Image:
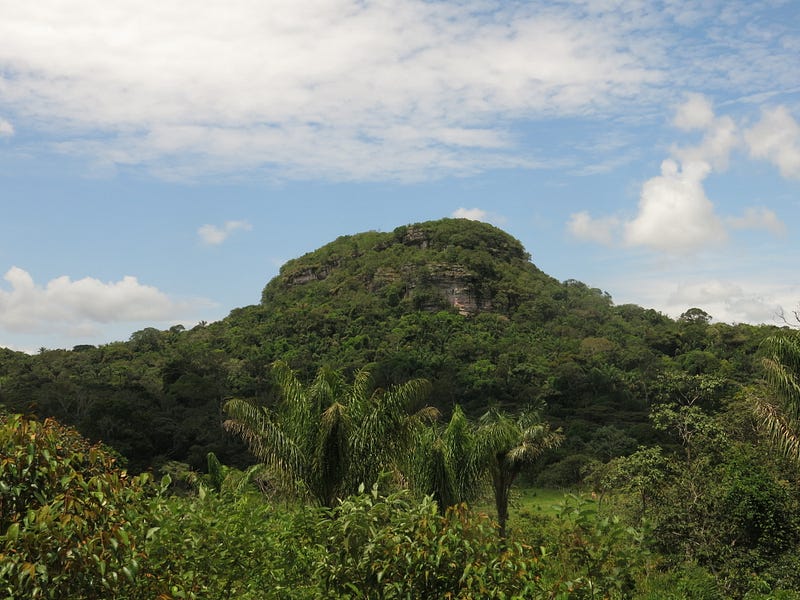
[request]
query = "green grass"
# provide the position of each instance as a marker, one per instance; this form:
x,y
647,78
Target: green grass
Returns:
x,y
526,502
540,501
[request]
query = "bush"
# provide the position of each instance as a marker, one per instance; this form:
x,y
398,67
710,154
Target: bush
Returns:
x,y
218,547
387,547
68,516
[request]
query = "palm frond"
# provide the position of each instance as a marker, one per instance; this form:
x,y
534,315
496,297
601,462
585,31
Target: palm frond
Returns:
x,y
782,431
267,441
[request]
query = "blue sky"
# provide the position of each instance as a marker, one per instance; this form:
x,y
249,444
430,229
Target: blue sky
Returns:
x,y
159,161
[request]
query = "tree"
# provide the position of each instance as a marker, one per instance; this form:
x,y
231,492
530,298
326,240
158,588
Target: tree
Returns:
x,y
445,464
779,412
506,446
330,436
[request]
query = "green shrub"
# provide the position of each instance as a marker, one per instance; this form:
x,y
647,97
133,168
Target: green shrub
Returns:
x,y
69,520
387,547
218,547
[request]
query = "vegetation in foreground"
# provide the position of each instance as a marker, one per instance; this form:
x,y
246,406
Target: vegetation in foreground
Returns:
x,y
715,515
682,436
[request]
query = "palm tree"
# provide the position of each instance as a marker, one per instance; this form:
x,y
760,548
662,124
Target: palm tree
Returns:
x,y
445,464
506,446
780,414
330,436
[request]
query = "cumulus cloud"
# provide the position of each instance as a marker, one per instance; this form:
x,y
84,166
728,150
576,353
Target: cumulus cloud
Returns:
x,y
62,302
214,236
6,128
674,214
776,138
604,230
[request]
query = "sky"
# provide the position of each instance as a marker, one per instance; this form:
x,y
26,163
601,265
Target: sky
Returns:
x,y
159,161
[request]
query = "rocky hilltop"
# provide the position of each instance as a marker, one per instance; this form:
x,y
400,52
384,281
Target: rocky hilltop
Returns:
x,y
452,263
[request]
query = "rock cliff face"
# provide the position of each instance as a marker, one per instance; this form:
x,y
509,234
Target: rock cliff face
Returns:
x,y
426,266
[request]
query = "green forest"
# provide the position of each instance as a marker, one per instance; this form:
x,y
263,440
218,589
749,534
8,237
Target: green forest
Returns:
x,y
420,413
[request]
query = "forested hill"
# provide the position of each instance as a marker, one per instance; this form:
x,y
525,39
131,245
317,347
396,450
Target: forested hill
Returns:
x,y
456,301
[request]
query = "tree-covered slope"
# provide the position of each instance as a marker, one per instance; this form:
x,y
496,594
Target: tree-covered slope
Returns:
x,y
456,301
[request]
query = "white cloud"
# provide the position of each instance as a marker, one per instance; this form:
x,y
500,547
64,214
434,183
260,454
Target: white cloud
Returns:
x,y
342,88
602,231
478,214
6,128
63,303
695,113
214,236
759,218
776,138
675,216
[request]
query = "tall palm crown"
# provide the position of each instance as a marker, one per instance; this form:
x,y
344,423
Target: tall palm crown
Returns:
x,y
507,445
330,436
780,413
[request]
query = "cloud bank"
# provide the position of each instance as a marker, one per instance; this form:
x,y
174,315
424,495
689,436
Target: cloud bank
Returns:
x,y
346,89
80,304
674,215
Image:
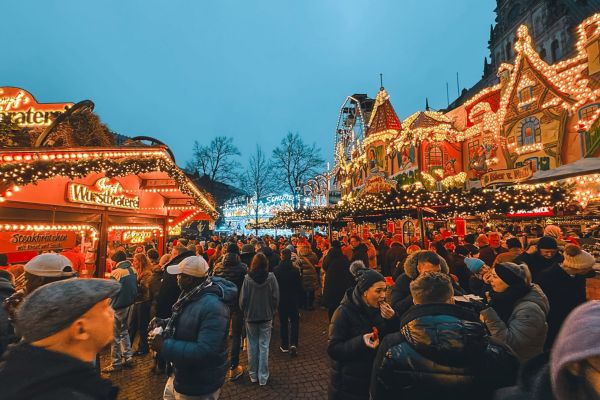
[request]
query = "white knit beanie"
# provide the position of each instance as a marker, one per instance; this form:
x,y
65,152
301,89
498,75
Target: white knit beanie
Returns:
x,y
578,260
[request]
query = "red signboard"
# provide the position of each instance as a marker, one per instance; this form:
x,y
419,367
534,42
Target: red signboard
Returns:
x,y
24,110
11,242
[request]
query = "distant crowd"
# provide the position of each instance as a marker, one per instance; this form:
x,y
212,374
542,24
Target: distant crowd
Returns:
x,y
490,316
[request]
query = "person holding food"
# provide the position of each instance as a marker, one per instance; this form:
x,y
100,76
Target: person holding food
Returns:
x,y
359,323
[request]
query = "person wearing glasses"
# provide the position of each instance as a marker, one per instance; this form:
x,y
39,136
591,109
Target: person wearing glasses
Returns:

· · · · ·

> **WORK ORDER**:
What you return must match the records letter for letter, except that the pictures stay out.

> **RESPONSE TO THE EXERCISE**:
Image:
[request]
query = "green grass"
# provide the position of each instance as a marker, one per instance; this form:
x,y
647,78
Target: green grass
Returns:
x,y
526,502
540,501
[request]
query = "bush"
# provide the position of each instance as a marker, one per instance; this form:
x,y
398,67
710,154
Target: bush
Returns:
x,y
218,547
387,547
68,516
[request]
query = "palm frond"
# provide the position of each instance as a marker, one per instance; this form:
x,y
534,315
496,297
601,462
585,31
Target: palm frond
Returns:
x,y
782,431
267,441
[request]
query = "blue sky"
# provide the position of each instance as a marker, one per instance; this form:
x,y
249,444
430,229
Target: blue sky
Returns:
x,y
159,161
[request]
query = "tree"
# provide the position of each instance as a marker, one per instance; this form:
x,y
231,492
530,298
326,240
158,588
Target: tree
Returns:
x,y
445,464
779,412
506,446
330,436
[request]
query = "green shrub"
# provide the position of each instance as a marker, one per instance; this form:
x,y
647,97
133,168
Target: green shrub
Returns:
x,y
69,520
387,547
218,547
[request]
query = "vegetation in foreground"
# provide the position of each instance as a marker, one per instance; this form:
x,y
246,406
Target: vegetation in foreground
Returns:
x,y
715,515
682,436
[request]
query = "palm tree"
# provide the position of each instance as a marker, one per instance; this form:
x,y
760,548
662,124
Target: palm tree
Returns:
x,y
445,464
506,446
780,414
330,436
[request]
query = "cumulus cloud"
# provide the position of each instance as a marker, one per instance; this form:
x,y
84,166
728,150
576,353
Target: cumulus cloud
Returns:
x,y
62,302
214,236
6,128
674,214
776,138
604,230
[request]
query = "sky"
# provide the position of each instance as a marker, one per instance; this form:
x,y
26,163
601,265
Target: sky
Returns:
x,y
159,161
[request]
query = "rocky hilltop"
# provide the position of each instance as a marker, one per instance; this form:
x,y
400,52
384,281
Target: rocky hilltop
Returns:
x,y
452,263
[request]
query = "rock cliff face"
# provide the position of each instance as a marker, one per instance; this form:
x,y
509,234
Target: rock cliff face
Returns:
x,y
426,266
[request]
query = "green forest"
# provide the position of each instance as a marker, one per instance; this form:
x,y
263,440
218,589
749,534
8,237
Target: green forest
Returns:
x,y
420,413
[request]
query = "forested hill"
# provide the position of each instance as a marker, one per instance; this form:
x,y
525,39
131,245
317,347
396,450
Target: forested hill
Returns:
x,y
456,301
[request]
query = "tree-covered slope"
# provide the position of each instance as a marker, one per instance; this form:
x,y
496,594
Target: tree-covered slope
Returns:
x,y
456,301
[request]
query = "white cloud"
# provide the position of each instance as a marker, one per instance; this form:
x,y
500,547
64,214
434,183
260,454
Target: white cloud
Returns:
x,y
342,88
602,231
478,214
6,128
63,303
695,113
214,236
759,218
776,138
675,216
[request]
query = "tall palm crown"
# provide the position of each instance as a marker, one per instance; this form:
x,y
344,423
Target: tall palm crown
Returns:
x,y
507,445
330,436
780,413
[request]
query = "cloud bank"
# provide the position of each instance as a marker, one per instance; this form:
x,y
174,315
424,495
689,436
Target: cloud bank
Returns:
x,y
346,89
80,304
674,215
Image:
[request]
query = "white knit beanie"
# provide the position of each instance as a marker, one per instance; this form:
x,y
65,152
301,89
498,75
Target: white knit beanie
Returns:
x,y
578,260
[request]
query = "red signboard"
# provide the position of each instance as a marker, one per instance; this form:
x,y
419,367
534,42
Target: red signboard
Returns:
x,y
24,110
11,242
[request]
query = "distant crowd"
# provide the position of each instance as a marker, one per instance; this form:
x,y
212,374
542,24
Target: distant crowd
Returns:
x,y
490,316
[request]
query = "person holding food"
# provide the position of each instance as a marker, one per instance; this form:
x,y
100,76
Target: person holding food
Returns:
x,y
359,323
[request]
query = "person wearing glasses"
# provide the position of each instance as a marker, one per instance; this form:
x,y
39,136
591,109
Target: person wearing glasses
Returns:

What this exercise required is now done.